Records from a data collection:
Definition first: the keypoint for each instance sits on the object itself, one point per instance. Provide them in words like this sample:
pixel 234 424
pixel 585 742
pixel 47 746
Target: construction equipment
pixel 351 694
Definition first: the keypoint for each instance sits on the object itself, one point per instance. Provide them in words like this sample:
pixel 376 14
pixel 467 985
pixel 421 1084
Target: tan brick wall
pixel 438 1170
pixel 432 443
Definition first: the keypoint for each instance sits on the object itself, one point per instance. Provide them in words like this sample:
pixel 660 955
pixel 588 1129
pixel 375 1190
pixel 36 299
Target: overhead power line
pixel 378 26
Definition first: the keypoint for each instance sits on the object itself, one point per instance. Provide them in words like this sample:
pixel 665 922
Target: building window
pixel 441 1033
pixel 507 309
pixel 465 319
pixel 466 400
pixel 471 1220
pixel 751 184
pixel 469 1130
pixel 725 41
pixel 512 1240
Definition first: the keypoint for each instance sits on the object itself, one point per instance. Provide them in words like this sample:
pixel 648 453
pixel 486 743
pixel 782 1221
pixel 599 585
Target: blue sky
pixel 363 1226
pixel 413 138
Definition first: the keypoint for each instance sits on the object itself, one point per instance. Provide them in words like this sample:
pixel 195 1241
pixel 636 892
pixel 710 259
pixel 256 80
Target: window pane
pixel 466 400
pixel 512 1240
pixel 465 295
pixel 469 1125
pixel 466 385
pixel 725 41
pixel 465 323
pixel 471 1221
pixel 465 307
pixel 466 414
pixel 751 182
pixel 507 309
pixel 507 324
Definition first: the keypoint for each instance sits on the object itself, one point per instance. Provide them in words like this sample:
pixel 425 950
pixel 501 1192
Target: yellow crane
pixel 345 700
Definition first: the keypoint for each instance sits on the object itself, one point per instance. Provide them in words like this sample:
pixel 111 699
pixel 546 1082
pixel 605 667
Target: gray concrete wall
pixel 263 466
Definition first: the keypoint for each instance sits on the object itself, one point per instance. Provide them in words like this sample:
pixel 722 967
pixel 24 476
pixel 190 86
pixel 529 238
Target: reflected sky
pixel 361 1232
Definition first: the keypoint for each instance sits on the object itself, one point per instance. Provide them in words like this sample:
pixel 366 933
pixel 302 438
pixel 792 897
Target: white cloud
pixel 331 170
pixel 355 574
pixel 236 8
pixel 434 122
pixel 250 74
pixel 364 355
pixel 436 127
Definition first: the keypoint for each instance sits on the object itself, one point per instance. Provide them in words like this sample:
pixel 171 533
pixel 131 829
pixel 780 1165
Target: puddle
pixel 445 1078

---

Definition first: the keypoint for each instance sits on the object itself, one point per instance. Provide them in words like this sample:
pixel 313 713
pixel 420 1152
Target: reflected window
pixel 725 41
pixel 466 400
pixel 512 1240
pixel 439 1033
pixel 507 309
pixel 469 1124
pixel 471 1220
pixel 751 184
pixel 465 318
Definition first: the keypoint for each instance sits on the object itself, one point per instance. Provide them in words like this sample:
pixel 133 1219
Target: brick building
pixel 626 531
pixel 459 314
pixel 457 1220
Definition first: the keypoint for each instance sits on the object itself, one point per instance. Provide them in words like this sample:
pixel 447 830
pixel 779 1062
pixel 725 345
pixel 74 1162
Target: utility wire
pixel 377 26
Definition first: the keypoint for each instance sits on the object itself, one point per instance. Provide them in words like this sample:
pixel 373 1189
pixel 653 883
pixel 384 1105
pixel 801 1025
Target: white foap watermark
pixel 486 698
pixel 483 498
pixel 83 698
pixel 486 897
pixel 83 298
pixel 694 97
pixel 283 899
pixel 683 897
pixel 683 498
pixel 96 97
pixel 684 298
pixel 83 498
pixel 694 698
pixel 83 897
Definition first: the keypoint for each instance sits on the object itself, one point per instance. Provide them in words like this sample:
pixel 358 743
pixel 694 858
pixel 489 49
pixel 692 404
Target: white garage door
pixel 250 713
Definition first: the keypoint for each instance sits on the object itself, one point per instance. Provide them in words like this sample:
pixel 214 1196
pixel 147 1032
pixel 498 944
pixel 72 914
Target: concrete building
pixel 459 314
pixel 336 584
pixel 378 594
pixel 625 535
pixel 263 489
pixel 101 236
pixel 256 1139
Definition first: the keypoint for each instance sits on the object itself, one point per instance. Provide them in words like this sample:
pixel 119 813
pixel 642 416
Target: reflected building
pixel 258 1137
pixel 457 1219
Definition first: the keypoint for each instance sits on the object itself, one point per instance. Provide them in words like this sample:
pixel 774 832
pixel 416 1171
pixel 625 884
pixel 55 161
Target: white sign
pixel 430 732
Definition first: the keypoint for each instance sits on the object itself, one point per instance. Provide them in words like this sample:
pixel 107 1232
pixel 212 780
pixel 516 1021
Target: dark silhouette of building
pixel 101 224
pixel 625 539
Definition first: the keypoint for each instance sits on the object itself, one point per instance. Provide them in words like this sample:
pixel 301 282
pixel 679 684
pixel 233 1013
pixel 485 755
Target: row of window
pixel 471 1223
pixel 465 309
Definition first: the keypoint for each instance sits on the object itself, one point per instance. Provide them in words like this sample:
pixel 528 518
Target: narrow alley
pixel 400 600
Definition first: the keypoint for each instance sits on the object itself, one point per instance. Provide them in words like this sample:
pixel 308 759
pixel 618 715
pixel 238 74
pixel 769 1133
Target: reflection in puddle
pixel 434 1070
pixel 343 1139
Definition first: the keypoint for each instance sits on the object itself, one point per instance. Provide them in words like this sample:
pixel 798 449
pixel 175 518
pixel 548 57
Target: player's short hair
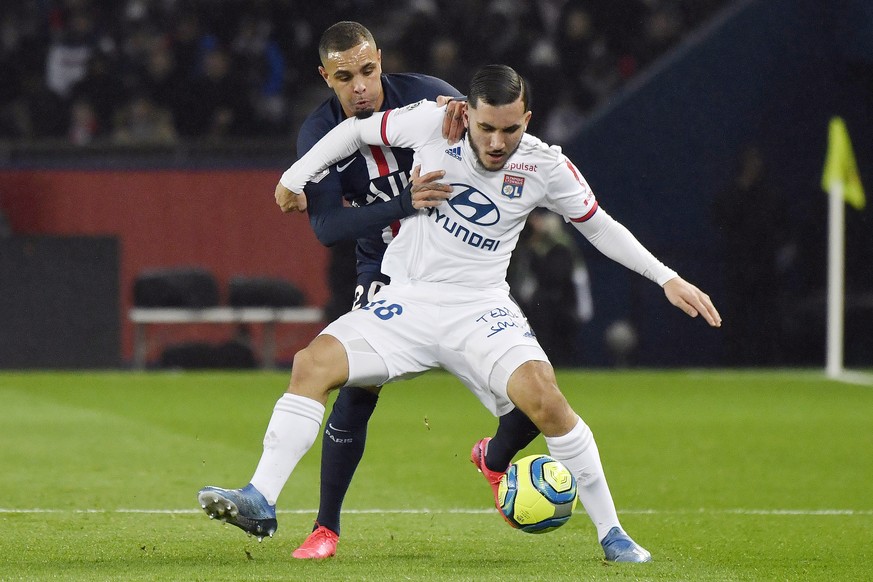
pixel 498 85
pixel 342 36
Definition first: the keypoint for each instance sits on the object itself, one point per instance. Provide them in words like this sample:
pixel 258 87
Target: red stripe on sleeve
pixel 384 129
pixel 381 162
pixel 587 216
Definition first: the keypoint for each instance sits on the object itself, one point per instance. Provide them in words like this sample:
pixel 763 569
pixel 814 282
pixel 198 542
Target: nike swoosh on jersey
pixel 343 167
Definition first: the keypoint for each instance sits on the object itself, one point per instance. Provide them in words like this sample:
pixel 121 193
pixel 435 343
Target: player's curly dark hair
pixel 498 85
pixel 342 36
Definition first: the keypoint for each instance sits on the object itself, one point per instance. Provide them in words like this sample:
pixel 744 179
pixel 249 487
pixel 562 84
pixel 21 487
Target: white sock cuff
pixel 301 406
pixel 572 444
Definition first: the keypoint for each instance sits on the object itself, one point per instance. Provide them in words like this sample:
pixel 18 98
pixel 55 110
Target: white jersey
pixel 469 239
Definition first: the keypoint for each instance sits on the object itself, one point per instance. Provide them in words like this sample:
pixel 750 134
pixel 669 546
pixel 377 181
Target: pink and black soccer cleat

---

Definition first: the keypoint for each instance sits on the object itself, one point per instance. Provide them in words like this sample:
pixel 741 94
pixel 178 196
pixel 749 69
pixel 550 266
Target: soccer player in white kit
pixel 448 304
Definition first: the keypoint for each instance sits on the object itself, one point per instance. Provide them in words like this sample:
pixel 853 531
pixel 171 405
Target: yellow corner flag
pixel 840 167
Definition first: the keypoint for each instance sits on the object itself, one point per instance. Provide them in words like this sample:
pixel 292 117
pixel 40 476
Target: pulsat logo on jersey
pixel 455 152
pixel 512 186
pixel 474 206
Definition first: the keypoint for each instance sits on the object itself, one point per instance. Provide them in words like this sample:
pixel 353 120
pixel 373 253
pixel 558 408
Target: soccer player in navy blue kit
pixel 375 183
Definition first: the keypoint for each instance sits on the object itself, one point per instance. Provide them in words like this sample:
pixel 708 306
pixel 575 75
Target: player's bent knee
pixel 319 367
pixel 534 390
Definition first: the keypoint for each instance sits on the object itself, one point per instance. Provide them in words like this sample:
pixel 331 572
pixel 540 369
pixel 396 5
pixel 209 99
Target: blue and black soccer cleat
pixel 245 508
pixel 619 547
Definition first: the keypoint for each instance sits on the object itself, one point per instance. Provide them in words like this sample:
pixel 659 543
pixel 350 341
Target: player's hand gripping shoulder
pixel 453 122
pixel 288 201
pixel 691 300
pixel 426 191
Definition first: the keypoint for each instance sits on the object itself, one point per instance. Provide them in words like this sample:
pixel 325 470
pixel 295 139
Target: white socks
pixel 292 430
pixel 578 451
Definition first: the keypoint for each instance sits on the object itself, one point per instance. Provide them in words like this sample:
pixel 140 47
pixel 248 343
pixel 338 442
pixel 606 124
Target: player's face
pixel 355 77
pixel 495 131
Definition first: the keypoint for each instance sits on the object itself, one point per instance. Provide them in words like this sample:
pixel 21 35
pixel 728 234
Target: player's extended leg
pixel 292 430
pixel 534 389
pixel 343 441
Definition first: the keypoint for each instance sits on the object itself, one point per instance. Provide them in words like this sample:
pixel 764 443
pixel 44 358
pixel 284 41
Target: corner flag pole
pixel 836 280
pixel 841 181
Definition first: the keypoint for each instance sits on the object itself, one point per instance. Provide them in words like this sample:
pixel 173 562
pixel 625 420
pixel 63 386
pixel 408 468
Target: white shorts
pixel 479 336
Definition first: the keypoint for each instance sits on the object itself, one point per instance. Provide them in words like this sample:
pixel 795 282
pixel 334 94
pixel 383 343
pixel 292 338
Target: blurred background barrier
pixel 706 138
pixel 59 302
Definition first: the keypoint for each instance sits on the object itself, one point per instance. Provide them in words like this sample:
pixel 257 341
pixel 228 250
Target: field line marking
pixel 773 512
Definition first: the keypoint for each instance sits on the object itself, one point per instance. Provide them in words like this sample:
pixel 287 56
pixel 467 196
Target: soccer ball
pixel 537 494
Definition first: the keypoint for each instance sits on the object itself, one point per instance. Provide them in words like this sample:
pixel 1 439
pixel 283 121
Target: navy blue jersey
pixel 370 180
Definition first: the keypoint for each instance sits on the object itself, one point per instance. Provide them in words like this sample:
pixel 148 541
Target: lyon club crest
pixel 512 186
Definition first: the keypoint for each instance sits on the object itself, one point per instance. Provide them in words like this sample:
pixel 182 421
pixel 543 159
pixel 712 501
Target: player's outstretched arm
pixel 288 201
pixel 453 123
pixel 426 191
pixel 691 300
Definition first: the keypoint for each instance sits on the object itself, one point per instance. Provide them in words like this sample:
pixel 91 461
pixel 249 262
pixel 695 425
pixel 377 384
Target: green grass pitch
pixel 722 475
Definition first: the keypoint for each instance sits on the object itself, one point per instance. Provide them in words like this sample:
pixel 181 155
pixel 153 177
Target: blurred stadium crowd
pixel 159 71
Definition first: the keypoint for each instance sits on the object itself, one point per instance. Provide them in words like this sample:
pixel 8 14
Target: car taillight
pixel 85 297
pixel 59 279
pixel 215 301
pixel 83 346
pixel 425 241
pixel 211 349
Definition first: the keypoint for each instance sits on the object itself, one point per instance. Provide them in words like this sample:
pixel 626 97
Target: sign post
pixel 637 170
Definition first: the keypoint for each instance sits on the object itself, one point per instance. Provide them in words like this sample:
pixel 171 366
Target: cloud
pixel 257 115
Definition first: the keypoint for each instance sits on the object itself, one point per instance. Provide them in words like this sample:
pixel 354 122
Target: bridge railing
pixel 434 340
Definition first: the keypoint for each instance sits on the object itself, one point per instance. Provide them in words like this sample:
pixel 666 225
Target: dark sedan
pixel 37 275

_TASK DESCRIPTION_
Write out exactly the lines that fall from the line with "pixel 63 386" to the line with "pixel 228 250" in the records above, keeping both ends.

_RESULT OF THIS TASK_
pixel 63 386
pixel 408 468
Target: white shorts
pixel 479 336
Definition first: the keypoint for each instance sits on the object itself, one point per instance. Provide them in words like this sample:
pixel 795 282
pixel 334 94
pixel 383 343
pixel 292 338
Target: blurred background barrier
pixel 706 138
pixel 59 302
Definition first: the keypoint for each instance sits on the object itself, one point per instance. Provide them in words like this sample:
pixel 257 341
pixel 228 250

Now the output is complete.